(Stored items)
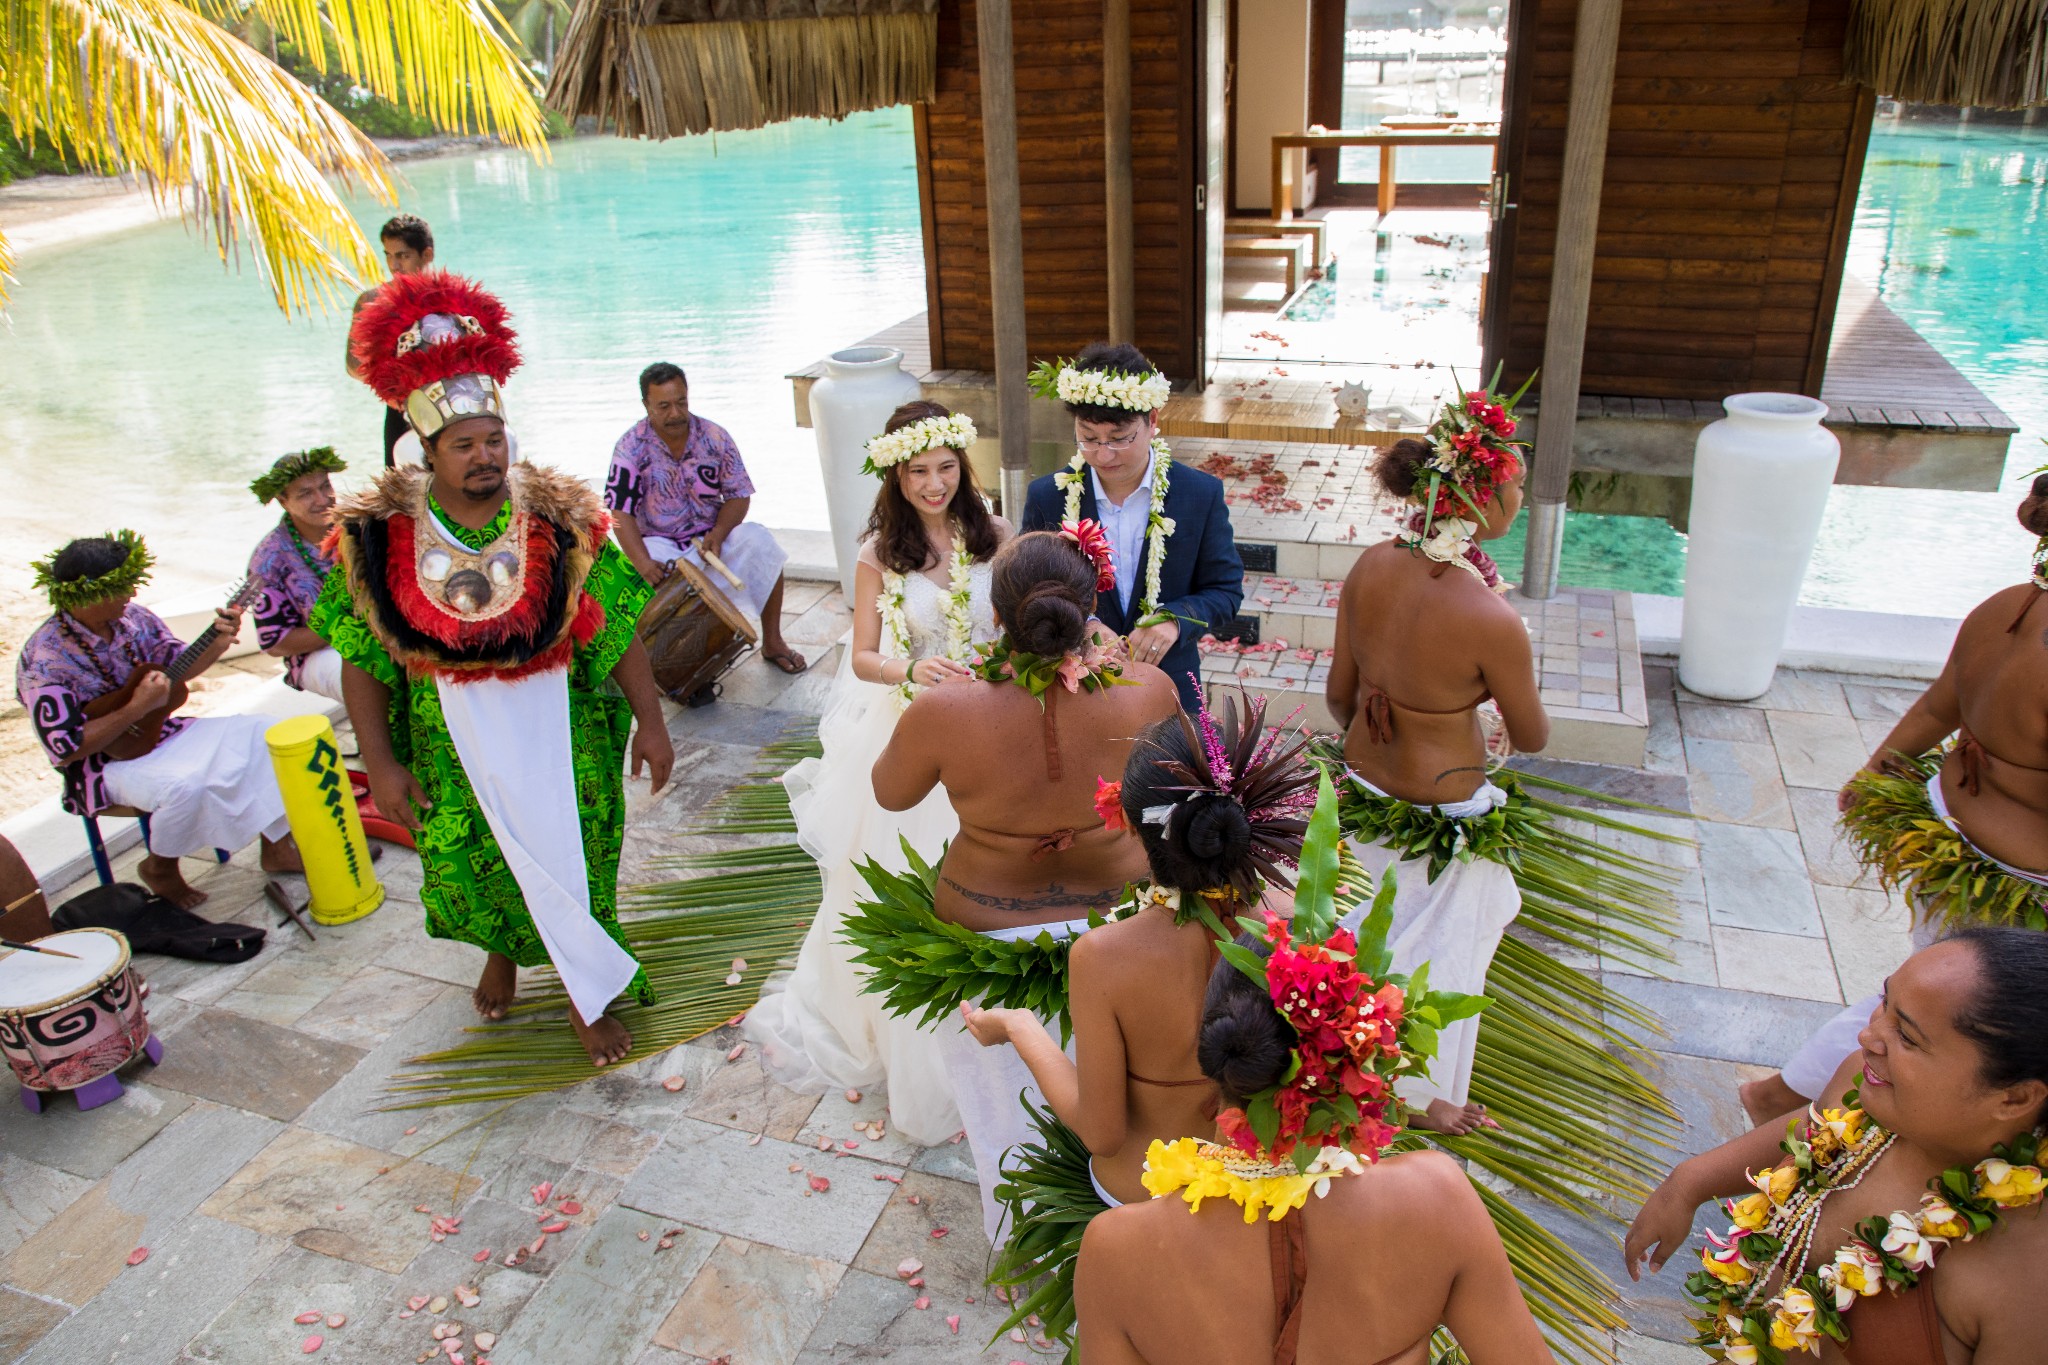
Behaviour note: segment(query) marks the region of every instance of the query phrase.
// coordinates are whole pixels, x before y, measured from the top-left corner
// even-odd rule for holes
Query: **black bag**
[[[137,953],[163,953],[194,962],[247,962],[263,951],[265,930],[227,920],[215,924],[181,910],[132,882],[96,886],[57,907],[59,929],[112,929]]]

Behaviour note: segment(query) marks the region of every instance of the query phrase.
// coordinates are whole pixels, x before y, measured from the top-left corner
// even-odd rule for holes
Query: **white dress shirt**
[[[1152,476],[1158,472],[1153,466],[1158,459],[1155,451],[1145,461],[1143,477],[1121,507],[1102,491],[1102,476],[1092,467],[1088,470],[1095,489],[1095,519],[1102,523],[1102,530],[1109,537],[1110,563],[1116,568],[1117,602],[1127,615],[1132,594],[1145,576],[1145,524],[1152,516]]]

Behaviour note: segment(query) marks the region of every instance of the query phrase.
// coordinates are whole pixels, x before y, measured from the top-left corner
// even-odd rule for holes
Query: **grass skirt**
[[[1902,771],[1849,779],[1856,804],[1842,832],[1856,857],[1887,890],[1903,891],[1914,914],[1940,922],[2048,929],[2048,889],[2008,873],[1943,823],[1927,795],[1941,770],[1940,749],[1900,760]]]

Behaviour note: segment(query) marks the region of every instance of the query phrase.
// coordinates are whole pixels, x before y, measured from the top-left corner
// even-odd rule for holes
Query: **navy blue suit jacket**
[[[1067,495],[1048,474],[1031,481],[1024,501],[1024,529],[1057,531]],[[1081,486],[1081,515],[1095,519],[1095,480]],[[1180,618],[1180,639],[1159,666],[1180,689],[1180,704],[1195,709],[1200,697],[1196,678],[1202,670],[1195,641],[1232,617],[1244,602],[1244,561],[1237,557],[1237,538],[1230,531],[1230,509],[1223,502],[1223,481],[1192,466],[1176,463],[1166,486],[1166,515],[1173,534],[1166,542],[1166,564],[1159,573],[1159,607]],[[1101,594],[1095,615],[1119,635],[1129,635],[1140,615],[1145,594],[1145,560],[1152,552],[1147,533],[1135,572],[1140,575],[1126,611],[1115,589]]]

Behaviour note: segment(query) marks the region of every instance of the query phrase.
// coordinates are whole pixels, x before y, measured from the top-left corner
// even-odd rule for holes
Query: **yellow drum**
[[[306,863],[317,924],[347,924],[384,903],[341,746],[325,716],[293,716],[263,736],[284,793],[285,818]]]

Problem to work on —
Give the entries above again word for word, without the pictures.

Written response —
Behaviour note: segment(query) marks the region of every instance of the query phrase.
// coordinates are whole pixels, x before y, measured from the top-left corner
// even-odd rule for holes
Query: **black bag**
[[[137,953],[163,953],[194,962],[247,962],[263,951],[265,930],[227,920],[215,924],[181,910],[132,882],[96,886],[57,907],[59,929],[112,929]]]

Behaviour note: segment(query) marks the region of every instance of the query phrase.
// coordinates are whole pixels, x before y, measured from the top-left corner
// even-odd rule for holes
Query: **white dress shirt**
[[[1152,476],[1158,472],[1153,466],[1158,459],[1155,451],[1145,461],[1143,477],[1121,507],[1102,491],[1102,476],[1092,467],[1088,470],[1095,489],[1095,519],[1102,523],[1102,530],[1109,537],[1110,563],[1116,568],[1117,602],[1127,615],[1132,594],[1145,576],[1145,524],[1152,516]]]

Behaviour note: segment(query) marks the region of every instance of the query phrase.
// coordinates are whole pixels, x before y, measured from the top-left corner
// even-odd rule for holes
Query: **grass skirt**
[[[1902,771],[1849,779],[1856,804],[1842,832],[1856,857],[1887,890],[1903,891],[1914,914],[1940,922],[2048,929],[2048,889],[2008,873],[1943,823],[1927,795],[1941,770],[1940,749],[1900,760]]]

Behaviour note: segment(query) marks the region of every instance of the query phrase.
// coordinates are whole pixels, x before y, measured from the top-left corner
// even-odd rule for holes
Query: **navy blue suit jacket**
[[[1067,495],[1048,474],[1031,481],[1024,501],[1024,529],[1057,531]],[[1081,486],[1081,515],[1095,519],[1095,480]],[[1180,618],[1180,639],[1159,666],[1180,689],[1180,704],[1195,709],[1200,697],[1196,678],[1202,670],[1195,641],[1232,617],[1244,602],[1244,561],[1237,557],[1237,538],[1230,531],[1230,509],[1223,502],[1223,481],[1192,466],[1176,463],[1166,486],[1166,515],[1173,534],[1166,542],[1166,564],[1159,573],[1159,607]],[[1101,594],[1095,615],[1119,635],[1129,635],[1140,615],[1145,594],[1145,560],[1152,552],[1147,533],[1135,572],[1140,575],[1126,611],[1115,589]]]

Behaviour note: segment(query) marks the region of every instance of the query phrase.
// coordinates are whole pixels, x before y, measured from the top-left corner
// even-odd rule for holes
Query: **yellow drum**
[[[306,863],[317,924],[347,924],[384,903],[341,746],[325,716],[293,716],[263,736],[284,793],[285,818]]]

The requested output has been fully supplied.